__Description of the task__: Collect from the data below each line with "rocky".

__Provided material__:

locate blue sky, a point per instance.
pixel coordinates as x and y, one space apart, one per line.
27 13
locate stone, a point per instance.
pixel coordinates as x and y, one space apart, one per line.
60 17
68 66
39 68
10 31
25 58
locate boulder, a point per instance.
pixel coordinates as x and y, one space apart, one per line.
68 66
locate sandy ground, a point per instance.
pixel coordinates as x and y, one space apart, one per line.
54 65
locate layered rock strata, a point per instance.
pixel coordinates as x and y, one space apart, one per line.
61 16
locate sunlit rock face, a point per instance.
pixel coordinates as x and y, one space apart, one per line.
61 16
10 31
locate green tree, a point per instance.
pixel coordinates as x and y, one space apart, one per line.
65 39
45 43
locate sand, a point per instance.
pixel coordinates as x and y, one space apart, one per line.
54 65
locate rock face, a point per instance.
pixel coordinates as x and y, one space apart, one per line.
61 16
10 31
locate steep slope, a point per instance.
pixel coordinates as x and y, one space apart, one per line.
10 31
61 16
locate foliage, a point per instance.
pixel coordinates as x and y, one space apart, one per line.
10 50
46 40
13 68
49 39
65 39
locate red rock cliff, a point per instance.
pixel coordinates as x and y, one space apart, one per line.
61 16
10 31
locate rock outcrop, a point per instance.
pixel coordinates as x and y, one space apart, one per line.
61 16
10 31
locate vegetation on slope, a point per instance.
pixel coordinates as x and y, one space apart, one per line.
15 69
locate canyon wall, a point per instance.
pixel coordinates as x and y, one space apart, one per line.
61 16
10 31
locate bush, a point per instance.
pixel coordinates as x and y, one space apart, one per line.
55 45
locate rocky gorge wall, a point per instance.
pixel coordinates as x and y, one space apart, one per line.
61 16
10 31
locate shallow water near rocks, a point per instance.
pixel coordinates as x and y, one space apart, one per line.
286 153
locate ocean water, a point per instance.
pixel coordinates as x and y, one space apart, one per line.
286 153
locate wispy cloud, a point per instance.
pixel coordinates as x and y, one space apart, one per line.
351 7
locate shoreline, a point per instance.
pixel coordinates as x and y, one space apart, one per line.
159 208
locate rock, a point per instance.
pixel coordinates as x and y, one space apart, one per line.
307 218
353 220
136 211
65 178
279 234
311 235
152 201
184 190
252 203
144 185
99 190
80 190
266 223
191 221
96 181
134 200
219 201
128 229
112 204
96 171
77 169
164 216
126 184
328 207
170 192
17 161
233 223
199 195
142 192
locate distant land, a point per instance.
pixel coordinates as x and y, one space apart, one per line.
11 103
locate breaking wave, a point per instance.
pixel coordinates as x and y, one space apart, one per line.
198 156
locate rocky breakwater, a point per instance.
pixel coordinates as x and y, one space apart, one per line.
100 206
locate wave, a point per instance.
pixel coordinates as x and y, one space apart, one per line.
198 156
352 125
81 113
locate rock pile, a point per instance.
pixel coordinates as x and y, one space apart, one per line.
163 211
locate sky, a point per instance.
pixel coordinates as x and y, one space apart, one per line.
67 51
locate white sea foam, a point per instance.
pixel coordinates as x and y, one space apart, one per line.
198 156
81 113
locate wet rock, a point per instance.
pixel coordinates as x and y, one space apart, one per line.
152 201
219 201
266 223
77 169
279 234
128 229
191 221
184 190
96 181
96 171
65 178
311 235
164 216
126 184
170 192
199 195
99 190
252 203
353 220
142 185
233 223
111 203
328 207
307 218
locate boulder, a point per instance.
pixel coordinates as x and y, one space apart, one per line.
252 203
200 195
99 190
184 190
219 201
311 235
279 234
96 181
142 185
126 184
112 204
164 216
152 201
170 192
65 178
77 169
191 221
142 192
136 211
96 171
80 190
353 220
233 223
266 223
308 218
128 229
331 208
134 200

__Output of the task__:
locate rocky gorge wall, a point per instance.
locate rocky breakwater, a point per instance.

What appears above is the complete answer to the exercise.